START Data listing
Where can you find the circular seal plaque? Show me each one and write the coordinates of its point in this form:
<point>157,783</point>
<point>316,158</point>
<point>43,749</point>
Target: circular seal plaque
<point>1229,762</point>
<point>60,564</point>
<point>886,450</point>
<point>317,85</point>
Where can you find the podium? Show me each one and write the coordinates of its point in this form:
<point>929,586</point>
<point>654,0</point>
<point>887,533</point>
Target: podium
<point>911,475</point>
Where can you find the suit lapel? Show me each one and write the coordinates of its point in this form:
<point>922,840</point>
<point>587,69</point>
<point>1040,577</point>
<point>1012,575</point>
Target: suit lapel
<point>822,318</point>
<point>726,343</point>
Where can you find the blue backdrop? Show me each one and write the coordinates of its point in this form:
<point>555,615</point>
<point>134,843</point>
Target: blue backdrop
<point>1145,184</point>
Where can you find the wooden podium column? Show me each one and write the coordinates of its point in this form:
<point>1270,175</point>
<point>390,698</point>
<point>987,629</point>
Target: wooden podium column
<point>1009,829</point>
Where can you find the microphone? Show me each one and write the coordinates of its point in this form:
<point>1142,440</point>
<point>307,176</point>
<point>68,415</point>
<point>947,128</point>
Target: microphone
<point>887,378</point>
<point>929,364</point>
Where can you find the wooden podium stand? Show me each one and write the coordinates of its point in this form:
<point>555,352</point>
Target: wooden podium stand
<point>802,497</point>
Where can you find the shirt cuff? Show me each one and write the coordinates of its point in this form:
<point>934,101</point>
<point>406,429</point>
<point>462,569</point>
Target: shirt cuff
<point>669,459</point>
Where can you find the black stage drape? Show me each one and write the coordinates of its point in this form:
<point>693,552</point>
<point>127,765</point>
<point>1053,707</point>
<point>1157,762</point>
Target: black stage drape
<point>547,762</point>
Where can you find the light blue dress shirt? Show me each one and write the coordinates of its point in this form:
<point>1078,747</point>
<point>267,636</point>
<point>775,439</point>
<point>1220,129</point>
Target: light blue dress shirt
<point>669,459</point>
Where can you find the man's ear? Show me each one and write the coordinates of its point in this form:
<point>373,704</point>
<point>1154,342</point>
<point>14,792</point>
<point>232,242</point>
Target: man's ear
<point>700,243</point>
END Data listing
What you should do:
Return the entries above in full and exactly as written.

Exercise output:
Where can you find the circular seal plaque? Show me each one and write the coordinates of its point in this form:
<point>157,783</point>
<point>316,158</point>
<point>43,749</point>
Target: circular seal plaque
<point>1229,762</point>
<point>60,564</point>
<point>886,450</point>
<point>317,85</point>
Where can you find the podium? Show me each one and write the coordinates of its point in this form:
<point>929,586</point>
<point>654,0</point>
<point>887,533</point>
Target: podium
<point>911,475</point>
Where can you find the suit lapel? Show me each one and write the coordinates of its point in this form:
<point>922,840</point>
<point>587,69</point>
<point>1040,577</point>
<point>1012,575</point>
Target: suit lapel
<point>822,318</point>
<point>726,343</point>
Where can you find the blue backdrop? Show me each one and write the coordinates of its point in this form:
<point>555,615</point>
<point>134,843</point>
Target: blue backdrop
<point>1145,184</point>
Where can you find the wooden podium column? Show me each one and write the coordinates of its point in this form:
<point>1270,175</point>
<point>390,698</point>
<point>987,629</point>
Target: wooden podium column
<point>1009,829</point>
Where can you find the microphone? Show me each one and write the coordinates of its point in this form:
<point>1142,440</point>
<point>307,176</point>
<point>68,415</point>
<point>947,128</point>
Target: microphone
<point>887,378</point>
<point>929,364</point>
Where can you find the wooden podium stand? Show me each one and write the coordinates of its point in this form:
<point>555,352</point>
Target: wooden podium stand
<point>802,497</point>
Where can you find the shirt cuff? Show me each one and write the coordinates of its point in this form:
<point>934,101</point>
<point>406,429</point>
<point>462,569</point>
Target: shirt cuff
<point>669,459</point>
Where can you find the black stage drape? Show me each one and write the coordinates of its point in this form:
<point>693,552</point>
<point>127,765</point>
<point>1053,707</point>
<point>1157,762</point>
Target: black stage drape
<point>547,762</point>
Where can you find the light blue dress shirt? Show me each one and write the coordinates of its point in this form:
<point>1078,747</point>
<point>267,636</point>
<point>775,439</point>
<point>1220,129</point>
Target: light blue dress shirt
<point>669,459</point>
Where can you find the man's ear? Show me each one and write the coordinates of its point in this form:
<point>373,704</point>
<point>1154,342</point>
<point>14,792</point>
<point>232,242</point>
Target: man's ear
<point>700,243</point>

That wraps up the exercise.